#### EXERCISE GOAL
If a line of the data contains the word "below", it is counted; report how many such lines there are and nothing else.

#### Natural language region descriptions
<<<<
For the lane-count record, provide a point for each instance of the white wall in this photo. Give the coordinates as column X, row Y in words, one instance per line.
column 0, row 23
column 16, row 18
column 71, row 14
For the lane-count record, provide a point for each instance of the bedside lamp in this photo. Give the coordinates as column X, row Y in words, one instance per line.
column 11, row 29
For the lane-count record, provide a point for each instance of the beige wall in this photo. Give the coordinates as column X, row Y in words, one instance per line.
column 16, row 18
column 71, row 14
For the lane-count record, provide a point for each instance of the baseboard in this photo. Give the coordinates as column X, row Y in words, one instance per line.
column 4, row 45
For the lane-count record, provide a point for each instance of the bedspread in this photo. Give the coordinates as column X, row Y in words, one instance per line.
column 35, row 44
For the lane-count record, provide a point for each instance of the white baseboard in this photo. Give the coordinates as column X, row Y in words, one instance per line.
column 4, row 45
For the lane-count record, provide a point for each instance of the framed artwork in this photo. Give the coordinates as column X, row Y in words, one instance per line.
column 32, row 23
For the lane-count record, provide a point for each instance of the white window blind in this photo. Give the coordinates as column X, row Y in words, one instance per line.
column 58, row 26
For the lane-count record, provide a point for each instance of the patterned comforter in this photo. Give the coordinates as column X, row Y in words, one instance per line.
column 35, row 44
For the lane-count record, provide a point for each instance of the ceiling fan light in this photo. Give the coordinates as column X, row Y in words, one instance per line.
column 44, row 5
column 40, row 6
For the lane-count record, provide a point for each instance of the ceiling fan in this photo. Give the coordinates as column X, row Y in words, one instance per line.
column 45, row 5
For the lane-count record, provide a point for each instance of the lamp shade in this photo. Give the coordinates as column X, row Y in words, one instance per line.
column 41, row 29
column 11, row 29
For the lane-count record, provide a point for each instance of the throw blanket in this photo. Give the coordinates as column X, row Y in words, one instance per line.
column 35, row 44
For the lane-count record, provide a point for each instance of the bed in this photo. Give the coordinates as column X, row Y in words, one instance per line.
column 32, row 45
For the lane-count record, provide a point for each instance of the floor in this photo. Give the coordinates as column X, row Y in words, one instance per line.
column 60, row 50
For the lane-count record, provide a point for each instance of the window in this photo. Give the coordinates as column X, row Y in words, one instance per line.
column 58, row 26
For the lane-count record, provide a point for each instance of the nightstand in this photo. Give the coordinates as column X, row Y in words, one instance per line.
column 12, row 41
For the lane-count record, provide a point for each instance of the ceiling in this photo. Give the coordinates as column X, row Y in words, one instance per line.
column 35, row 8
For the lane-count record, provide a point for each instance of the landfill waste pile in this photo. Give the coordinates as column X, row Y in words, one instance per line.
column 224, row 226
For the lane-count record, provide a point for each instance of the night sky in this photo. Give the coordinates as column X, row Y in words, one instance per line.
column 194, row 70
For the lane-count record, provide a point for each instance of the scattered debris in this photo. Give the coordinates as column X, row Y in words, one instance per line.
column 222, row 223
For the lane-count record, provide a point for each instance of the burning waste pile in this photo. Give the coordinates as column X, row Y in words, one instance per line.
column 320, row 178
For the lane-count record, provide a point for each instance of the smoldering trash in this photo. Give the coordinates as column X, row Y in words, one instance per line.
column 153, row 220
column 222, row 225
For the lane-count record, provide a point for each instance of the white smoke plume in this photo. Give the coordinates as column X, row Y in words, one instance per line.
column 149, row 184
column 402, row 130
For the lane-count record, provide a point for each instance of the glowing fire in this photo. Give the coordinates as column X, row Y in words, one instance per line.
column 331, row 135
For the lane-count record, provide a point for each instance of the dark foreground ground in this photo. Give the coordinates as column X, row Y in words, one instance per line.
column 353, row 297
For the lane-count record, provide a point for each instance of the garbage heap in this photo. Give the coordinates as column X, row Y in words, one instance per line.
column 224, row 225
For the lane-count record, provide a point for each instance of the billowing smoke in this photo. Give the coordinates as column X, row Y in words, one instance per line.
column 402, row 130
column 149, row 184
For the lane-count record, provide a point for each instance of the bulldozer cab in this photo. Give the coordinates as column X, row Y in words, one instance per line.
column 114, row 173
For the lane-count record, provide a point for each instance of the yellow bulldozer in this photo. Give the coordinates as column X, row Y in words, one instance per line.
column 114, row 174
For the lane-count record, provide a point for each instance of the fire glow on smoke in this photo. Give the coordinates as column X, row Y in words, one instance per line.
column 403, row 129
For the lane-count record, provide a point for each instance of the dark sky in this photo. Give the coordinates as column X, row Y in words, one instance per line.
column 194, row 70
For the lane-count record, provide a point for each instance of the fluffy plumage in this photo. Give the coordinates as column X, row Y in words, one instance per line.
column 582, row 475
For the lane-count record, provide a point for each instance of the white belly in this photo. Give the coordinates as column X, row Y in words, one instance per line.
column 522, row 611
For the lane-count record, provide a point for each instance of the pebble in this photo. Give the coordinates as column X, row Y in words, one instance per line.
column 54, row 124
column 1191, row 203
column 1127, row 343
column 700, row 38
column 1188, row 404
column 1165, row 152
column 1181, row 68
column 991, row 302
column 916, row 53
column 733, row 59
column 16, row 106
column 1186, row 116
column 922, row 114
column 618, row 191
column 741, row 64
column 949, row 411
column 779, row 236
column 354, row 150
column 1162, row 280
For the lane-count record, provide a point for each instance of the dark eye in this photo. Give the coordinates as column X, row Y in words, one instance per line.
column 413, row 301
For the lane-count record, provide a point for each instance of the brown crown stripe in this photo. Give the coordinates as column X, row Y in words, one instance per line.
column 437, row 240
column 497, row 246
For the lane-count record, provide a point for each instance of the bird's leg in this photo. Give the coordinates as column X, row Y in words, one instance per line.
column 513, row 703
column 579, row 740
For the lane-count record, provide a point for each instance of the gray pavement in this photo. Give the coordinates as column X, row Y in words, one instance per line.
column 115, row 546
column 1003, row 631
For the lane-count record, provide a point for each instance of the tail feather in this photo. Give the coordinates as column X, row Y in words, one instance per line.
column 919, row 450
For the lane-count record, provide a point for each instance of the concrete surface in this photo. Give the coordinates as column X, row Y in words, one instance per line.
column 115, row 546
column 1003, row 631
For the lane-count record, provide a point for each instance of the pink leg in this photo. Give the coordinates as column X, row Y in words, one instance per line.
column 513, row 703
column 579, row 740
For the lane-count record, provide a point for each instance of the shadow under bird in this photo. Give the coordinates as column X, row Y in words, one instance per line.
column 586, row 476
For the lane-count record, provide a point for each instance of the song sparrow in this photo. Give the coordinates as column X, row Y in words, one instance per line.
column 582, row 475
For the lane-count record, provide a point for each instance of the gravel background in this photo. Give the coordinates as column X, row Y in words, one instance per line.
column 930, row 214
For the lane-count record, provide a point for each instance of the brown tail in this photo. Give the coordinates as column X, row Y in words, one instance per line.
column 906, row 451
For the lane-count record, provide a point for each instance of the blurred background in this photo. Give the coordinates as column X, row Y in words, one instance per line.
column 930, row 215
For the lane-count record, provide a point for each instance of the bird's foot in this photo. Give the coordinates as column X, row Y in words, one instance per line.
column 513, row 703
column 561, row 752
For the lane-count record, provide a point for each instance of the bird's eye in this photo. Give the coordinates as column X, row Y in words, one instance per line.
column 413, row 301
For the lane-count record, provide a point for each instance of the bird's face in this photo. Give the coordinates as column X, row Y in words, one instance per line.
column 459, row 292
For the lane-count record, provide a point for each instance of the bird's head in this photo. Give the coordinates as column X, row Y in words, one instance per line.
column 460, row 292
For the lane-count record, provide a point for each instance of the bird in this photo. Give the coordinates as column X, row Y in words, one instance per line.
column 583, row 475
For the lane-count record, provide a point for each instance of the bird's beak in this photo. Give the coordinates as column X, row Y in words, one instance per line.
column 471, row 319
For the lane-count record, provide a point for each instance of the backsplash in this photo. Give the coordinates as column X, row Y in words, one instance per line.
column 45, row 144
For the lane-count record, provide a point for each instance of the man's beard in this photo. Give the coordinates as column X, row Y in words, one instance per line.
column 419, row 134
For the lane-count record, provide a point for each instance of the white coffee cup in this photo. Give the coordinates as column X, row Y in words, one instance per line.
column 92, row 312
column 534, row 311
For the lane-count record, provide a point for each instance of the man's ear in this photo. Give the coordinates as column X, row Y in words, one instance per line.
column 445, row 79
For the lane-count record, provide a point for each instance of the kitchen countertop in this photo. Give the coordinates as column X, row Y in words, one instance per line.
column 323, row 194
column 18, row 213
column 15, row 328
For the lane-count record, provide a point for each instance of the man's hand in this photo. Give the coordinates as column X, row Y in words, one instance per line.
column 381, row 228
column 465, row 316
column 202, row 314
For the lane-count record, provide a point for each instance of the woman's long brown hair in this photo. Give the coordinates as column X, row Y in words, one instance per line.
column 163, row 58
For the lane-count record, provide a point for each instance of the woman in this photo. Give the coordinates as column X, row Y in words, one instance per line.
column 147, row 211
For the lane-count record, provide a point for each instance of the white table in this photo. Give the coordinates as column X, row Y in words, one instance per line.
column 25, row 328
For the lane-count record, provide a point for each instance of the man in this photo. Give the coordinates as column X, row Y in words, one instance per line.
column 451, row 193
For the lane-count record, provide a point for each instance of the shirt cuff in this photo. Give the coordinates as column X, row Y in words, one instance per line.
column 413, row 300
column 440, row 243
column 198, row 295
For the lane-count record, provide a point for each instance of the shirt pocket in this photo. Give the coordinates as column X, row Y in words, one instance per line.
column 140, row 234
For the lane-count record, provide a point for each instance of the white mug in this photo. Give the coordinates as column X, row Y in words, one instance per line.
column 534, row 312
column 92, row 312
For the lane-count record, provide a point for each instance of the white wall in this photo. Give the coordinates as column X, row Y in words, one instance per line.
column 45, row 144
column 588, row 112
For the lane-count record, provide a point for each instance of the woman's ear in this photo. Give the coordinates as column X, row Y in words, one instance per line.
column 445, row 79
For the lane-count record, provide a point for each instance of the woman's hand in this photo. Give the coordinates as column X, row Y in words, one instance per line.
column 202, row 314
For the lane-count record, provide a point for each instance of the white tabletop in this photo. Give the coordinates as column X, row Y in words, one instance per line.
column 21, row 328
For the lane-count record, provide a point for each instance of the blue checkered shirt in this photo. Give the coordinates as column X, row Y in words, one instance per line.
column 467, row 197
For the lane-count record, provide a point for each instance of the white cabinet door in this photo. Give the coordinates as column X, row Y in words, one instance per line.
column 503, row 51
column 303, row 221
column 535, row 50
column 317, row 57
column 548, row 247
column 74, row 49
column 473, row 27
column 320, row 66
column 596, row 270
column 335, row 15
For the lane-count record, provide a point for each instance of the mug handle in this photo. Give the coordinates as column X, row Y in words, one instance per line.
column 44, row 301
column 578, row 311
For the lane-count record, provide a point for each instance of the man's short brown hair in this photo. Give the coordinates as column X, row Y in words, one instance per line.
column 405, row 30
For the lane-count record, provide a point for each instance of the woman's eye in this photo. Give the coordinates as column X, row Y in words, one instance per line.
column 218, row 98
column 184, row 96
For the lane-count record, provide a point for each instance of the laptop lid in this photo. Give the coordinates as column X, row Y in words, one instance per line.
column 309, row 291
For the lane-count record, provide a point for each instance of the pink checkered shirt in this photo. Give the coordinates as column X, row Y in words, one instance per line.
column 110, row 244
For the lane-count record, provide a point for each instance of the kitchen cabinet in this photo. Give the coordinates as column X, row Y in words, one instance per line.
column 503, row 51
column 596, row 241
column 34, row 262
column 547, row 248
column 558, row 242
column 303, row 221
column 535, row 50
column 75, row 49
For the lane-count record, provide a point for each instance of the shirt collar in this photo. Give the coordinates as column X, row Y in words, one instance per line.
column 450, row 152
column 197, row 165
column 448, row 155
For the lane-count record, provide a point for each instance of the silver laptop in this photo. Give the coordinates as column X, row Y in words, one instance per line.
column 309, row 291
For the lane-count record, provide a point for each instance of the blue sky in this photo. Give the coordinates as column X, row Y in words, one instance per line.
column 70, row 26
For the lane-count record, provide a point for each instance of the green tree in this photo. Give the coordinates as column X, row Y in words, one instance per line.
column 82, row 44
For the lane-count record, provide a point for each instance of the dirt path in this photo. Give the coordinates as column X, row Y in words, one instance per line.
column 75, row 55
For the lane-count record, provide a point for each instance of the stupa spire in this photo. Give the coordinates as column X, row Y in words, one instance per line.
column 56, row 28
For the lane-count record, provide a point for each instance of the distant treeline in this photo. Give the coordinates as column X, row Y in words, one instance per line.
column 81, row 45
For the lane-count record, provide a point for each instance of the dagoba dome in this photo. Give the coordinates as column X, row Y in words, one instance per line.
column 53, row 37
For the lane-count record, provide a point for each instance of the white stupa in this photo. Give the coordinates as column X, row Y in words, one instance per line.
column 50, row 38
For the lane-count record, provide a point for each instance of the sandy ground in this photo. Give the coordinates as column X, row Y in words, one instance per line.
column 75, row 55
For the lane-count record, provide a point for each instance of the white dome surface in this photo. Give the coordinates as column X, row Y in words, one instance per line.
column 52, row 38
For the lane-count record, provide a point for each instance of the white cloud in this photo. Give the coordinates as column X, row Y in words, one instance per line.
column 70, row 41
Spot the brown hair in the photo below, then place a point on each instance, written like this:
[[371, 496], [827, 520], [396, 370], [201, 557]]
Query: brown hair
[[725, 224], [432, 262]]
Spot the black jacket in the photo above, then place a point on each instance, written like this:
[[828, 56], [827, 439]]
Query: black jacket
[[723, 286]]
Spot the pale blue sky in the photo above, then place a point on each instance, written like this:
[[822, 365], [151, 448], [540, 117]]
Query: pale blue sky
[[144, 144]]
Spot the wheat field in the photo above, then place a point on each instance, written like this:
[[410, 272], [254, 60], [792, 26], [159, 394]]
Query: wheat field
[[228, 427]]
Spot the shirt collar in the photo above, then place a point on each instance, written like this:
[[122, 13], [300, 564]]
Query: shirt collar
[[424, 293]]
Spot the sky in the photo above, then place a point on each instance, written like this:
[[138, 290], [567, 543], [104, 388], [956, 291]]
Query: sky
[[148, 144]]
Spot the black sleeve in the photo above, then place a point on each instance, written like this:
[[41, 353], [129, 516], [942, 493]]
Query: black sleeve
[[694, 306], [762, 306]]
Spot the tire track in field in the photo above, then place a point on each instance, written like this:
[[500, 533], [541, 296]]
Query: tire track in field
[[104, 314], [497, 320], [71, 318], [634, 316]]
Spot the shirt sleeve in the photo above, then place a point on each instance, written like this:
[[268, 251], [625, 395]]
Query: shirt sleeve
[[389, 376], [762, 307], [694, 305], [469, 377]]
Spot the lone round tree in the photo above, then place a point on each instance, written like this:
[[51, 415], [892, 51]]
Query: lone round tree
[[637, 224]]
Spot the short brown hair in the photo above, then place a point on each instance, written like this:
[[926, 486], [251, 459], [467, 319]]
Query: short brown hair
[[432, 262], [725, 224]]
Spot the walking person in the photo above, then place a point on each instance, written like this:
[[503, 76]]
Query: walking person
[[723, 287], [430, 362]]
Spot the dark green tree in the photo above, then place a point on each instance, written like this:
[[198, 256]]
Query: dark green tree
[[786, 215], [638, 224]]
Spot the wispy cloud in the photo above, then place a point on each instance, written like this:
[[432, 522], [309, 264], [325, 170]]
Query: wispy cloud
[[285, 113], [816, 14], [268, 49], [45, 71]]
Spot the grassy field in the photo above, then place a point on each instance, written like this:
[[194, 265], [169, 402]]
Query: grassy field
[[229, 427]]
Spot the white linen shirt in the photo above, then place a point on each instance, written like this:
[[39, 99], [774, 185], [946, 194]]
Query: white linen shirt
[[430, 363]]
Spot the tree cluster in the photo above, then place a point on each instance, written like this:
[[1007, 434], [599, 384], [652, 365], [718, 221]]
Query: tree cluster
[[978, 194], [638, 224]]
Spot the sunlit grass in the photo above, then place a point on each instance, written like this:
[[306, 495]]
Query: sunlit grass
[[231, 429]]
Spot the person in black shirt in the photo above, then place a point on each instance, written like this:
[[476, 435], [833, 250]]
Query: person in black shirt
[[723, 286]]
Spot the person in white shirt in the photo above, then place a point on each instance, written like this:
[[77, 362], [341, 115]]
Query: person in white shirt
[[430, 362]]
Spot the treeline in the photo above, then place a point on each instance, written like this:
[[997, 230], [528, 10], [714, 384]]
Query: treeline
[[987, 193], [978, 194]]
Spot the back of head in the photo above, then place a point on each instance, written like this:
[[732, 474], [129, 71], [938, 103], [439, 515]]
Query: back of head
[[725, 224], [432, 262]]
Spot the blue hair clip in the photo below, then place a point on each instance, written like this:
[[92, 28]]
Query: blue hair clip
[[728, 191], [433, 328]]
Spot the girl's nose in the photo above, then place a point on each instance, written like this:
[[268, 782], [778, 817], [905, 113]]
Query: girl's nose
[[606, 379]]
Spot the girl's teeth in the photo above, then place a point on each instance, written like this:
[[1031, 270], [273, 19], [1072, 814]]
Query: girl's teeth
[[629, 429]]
>>>>
#### TASK RESPONSE
2